EXERCISE: Repeat verbatim the lines of the data below, beginning with the line containing "Target: person sitting on bench" and continuing to the end.

---------- SOURCE MATERIAL ----------

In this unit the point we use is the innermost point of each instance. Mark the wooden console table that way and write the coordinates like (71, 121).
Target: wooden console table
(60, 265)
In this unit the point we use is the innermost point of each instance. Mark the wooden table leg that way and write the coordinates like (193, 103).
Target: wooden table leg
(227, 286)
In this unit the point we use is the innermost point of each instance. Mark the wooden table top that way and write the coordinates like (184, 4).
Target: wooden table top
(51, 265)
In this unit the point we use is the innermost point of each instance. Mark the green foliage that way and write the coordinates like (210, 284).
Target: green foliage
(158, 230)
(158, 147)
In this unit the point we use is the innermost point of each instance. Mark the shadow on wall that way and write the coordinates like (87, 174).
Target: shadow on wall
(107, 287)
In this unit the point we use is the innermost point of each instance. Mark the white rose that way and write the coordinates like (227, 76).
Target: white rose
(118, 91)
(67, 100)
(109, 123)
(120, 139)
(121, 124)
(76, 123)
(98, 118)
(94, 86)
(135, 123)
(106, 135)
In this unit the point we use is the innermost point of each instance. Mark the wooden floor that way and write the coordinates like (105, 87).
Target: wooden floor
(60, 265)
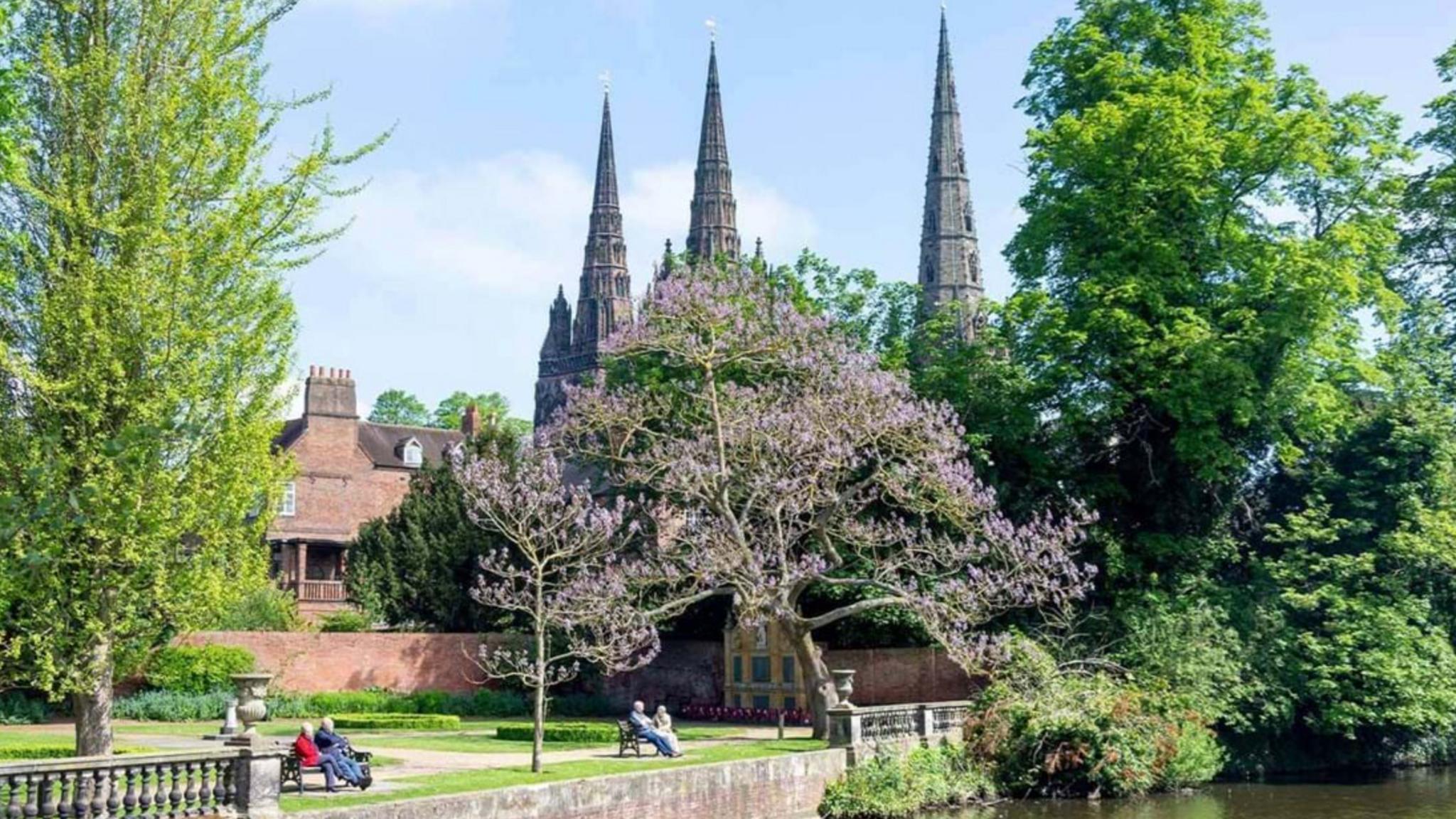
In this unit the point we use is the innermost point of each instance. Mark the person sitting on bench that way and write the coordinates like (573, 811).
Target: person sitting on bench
(309, 756)
(334, 746)
(643, 724)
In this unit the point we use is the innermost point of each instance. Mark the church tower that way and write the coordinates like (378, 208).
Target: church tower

----------

SOLUTION TO THE EXERCISE:
Target: person sitting on bench
(309, 756)
(334, 746)
(643, 724)
In this unit the point we use is the innermost point of each instance. Mark the church tower that way and write the coordinates like (378, 208).
Target: church tower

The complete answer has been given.